## Problem to work on
Word for word, repeat all of the entries.

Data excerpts
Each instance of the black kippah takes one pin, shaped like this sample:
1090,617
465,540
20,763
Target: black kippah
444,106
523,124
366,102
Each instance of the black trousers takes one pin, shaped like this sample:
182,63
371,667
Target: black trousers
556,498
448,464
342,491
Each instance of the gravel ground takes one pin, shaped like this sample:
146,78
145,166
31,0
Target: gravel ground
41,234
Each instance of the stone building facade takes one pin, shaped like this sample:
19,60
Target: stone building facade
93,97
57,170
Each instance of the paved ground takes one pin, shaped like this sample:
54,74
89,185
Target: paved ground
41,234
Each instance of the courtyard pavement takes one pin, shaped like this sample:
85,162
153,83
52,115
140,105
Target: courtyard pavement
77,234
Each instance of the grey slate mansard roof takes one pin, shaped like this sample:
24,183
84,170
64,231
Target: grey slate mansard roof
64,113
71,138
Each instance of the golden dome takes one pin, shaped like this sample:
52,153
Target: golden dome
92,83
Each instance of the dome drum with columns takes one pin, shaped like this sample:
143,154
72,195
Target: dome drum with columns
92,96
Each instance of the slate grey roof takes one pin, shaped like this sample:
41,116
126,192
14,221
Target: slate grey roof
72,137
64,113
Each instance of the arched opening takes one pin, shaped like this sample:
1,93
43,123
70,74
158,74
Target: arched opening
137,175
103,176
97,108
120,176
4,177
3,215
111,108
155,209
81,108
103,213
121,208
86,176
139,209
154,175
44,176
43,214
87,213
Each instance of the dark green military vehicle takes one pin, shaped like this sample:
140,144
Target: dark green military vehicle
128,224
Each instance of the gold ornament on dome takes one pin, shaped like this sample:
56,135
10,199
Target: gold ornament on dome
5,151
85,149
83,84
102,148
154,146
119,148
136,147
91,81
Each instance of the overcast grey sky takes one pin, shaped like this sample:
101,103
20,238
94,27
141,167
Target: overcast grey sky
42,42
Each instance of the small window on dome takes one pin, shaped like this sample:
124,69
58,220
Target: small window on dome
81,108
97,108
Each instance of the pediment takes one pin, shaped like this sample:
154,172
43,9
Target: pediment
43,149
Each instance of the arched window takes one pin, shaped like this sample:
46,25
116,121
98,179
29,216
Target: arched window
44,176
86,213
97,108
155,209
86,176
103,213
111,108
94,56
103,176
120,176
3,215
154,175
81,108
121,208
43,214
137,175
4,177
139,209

## Response to this exercise
Each instance of the black kippah takes one pin, shaped like this sample:
1090,617
465,540
20,763
Target: black kippah
444,106
523,124
366,102
Each instance of the black trousers takes one pin, shaped like this sample:
182,63
371,667
Target: black trousers
556,498
448,464
342,491
Each instance of the gravel ground takes one pin, shaped like this sample:
146,78
145,166
31,0
Target: gravel ground
41,234
Each instance of the stone building facade takes one pin, shaped like this sample:
19,60
Target: stone building facade
93,97
57,170
Each instance of the paved ground takes one pin, shaped like this sample:
54,74
89,185
Target: paved ground
41,234
Each instance of the courtyard pavement takes one pin, shaped like this sample:
85,162
153,83
52,115
140,105
Target: courtyard pavement
77,234
Each instance of the grey slate mansard roof takes one pin, shaped like this sample:
24,183
84,170
64,231
Target: grey slate mansard roof
64,113
71,138
Each instance of the golden dome takes one pin, shaped like this sample:
52,153
Target: golden dome
92,83
Each instance of the dome drum with columns takes one pin, shaped like this sample:
143,154
72,195
Target: dome drum with columns
92,96
Each instance of the slate grey roof takes one pin, shaped like this sample:
41,116
126,192
14,221
Target: slate grey roof
72,137
64,113
Each instance of the arched opening takes one pin, shaped like this sample:
1,93
43,123
70,74
158,74
Target: arched opening
137,175
103,176
97,108
120,176
4,177
3,215
111,108
155,209
81,108
103,213
121,208
86,176
139,209
154,175
44,176
43,214
87,213
Each instance of the dark green military vehicle takes one pin, shaped like this sample:
140,144
Target: dark green military vehicle
128,224
Each instance of the gold ornament on dome takes one pin, shaped like this sample:
56,135
10,199
Target: gold ornament on dome
5,151
85,149
83,84
102,148
154,146
119,148
136,147
91,81
Each instance of the overcast grey sky takes one pin, shaped like this sample:
101,103
20,238
94,27
141,167
Target: overcast grey sky
42,42
Each instance of the small window on dome takes one pin, shaped like this sample:
124,69
58,220
Target: small window on dome
81,108
97,108
Each instance of the pediment takes one pin, shaped like this sample:
154,172
43,9
Target: pediment
43,149
Each instance of the arched window takes one pin, shaped like this sample:
46,25
116,121
98,179
29,216
Target: arched window
44,176
86,213
97,108
155,209
86,176
103,213
111,108
94,56
103,176
120,176
3,215
154,175
81,108
121,208
43,214
137,175
4,177
139,209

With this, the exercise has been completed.